▸ ARTICLE:
=======
(Updates with Lipper data on high-yield bond fund outflows)
By Ashley Lau
Aug 7 (Reuters) - Investors looking to bet on the credit of issuers in the high-yield bond market can do so now with the launch of two exchange-traded funds, the first of their kind, backed by credit default swaps.
The ETFs, which began trading on Thursday on the BATS exchange, provide exposure to the credit of North American high-yield debt issuers. They launch at a time when high-yield junk bonds have been falling out of favor, with investors in U.S.-based funds pulling $7.1 billion out of high-yield bond funds in the week ended Aug. 6, their biggest outflows on record, according to data from Thomson Reuters’ Lipper service.
For investors in the high-yield bond market, the new ETFs - the ProShares CDS North American HY Credit ETF and the ProShares CDS Short North American HY Credit ETF - could offer a way to manage credit risk, said Dave Nadig, chief investment officer of ETF.com, a research and analytics firm based in San Francisco.
“The credit default swaps market exists as a way of offsetting risk for high-yield bond investors,” he said.
The TYTE ETF, which provides long exposure to the credit of high-yield issuers based in North America, could be used by an investor who is expecting economic conditions to improve and spreads to tighten, said Steve Sachs, head of capital markets at Proshare Advisors LLC.
=======
(Image location labeling entries)
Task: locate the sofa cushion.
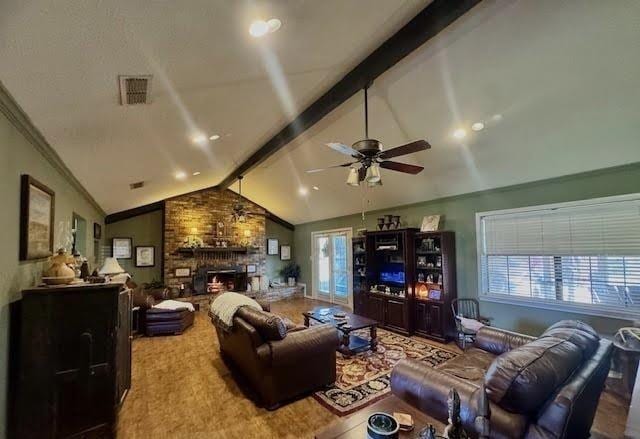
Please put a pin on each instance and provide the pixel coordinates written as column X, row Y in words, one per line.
column 522, row 379
column 578, row 333
column 269, row 326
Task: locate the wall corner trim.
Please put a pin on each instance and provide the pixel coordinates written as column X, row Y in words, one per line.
column 16, row 115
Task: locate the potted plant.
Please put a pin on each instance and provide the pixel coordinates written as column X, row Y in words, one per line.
column 291, row 272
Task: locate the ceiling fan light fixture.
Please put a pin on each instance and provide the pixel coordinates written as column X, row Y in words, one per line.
column 373, row 173
column 353, row 179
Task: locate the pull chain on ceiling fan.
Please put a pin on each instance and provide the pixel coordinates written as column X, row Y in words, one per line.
column 370, row 156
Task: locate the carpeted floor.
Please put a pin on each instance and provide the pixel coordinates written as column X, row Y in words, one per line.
column 182, row 389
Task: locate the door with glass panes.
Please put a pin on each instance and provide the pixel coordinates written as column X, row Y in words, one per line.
column 331, row 266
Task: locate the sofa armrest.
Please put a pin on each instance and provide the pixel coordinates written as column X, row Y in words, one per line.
column 427, row 388
column 498, row 341
column 300, row 345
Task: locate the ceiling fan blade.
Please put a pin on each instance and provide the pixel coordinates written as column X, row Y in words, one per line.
column 344, row 165
column 409, row 148
column 344, row 149
column 401, row 167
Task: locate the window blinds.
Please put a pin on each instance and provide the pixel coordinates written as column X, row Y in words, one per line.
column 584, row 257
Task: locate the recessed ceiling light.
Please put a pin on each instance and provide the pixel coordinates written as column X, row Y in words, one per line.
column 459, row 134
column 274, row 24
column 259, row 28
column 199, row 139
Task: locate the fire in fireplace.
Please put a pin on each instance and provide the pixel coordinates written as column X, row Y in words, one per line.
column 212, row 280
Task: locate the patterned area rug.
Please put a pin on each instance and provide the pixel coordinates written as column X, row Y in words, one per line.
column 365, row 378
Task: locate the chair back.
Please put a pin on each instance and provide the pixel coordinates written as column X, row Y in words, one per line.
column 467, row 308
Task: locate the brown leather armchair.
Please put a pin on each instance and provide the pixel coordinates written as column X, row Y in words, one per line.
column 280, row 360
column 546, row 387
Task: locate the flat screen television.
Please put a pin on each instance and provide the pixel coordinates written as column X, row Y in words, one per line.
column 392, row 273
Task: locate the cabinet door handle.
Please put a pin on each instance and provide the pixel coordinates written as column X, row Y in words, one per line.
column 89, row 341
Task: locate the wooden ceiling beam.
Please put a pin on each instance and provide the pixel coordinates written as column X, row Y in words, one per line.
column 427, row 24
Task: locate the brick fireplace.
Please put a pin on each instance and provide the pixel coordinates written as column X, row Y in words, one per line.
column 199, row 214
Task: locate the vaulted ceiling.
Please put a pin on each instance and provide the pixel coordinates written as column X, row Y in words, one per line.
column 555, row 84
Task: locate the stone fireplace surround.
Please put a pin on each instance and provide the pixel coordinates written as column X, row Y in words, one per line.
column 202, row 210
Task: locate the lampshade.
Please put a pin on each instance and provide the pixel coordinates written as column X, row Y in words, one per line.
column 373, row 173
column 110, row 266
column 353, row 178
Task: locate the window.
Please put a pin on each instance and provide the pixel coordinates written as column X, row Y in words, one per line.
column 581, row 257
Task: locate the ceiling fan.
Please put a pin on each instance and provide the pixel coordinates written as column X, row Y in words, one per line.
column 239, row 211
column 370, row 156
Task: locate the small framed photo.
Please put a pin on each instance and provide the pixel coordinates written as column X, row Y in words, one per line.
column 145, row 256
column 285, row 252
column 121, row 248
column 37, row 205
column 97, row 231
column 272, row 246
column 182, row 272
column 430, row 223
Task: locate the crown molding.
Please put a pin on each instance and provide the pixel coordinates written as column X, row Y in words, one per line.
column 16, row 115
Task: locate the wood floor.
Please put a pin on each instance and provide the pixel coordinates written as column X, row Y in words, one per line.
column 182, row 389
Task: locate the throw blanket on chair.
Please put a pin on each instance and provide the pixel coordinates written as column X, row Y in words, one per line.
column 224, row 307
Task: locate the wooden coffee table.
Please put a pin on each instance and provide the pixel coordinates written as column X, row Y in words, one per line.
column 355, row 426
column 350, row 343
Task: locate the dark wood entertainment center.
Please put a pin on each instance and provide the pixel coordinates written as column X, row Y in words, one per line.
column 406, row 279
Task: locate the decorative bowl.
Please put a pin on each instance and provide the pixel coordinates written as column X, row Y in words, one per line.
column 382, row 426
column 58, row 280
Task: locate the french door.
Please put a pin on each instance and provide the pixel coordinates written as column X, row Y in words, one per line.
column 331, row 262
=======
▸ PROBLEM TO SOLVE:
Reproduce the passage of the article on the new credit default swap ETFs starting with "By Ashley Lau" and going on through "credit default swaps.".

▸ ANSWER TO THIS PROBLEM:
By Ashley Lau
Aug 7 (Reuters) - Investors looking to bet on the credit of issuers in the high-yield bond market can do so now with the launch of two exchange-traded funds, the first of their kind, backed by credit default swaps.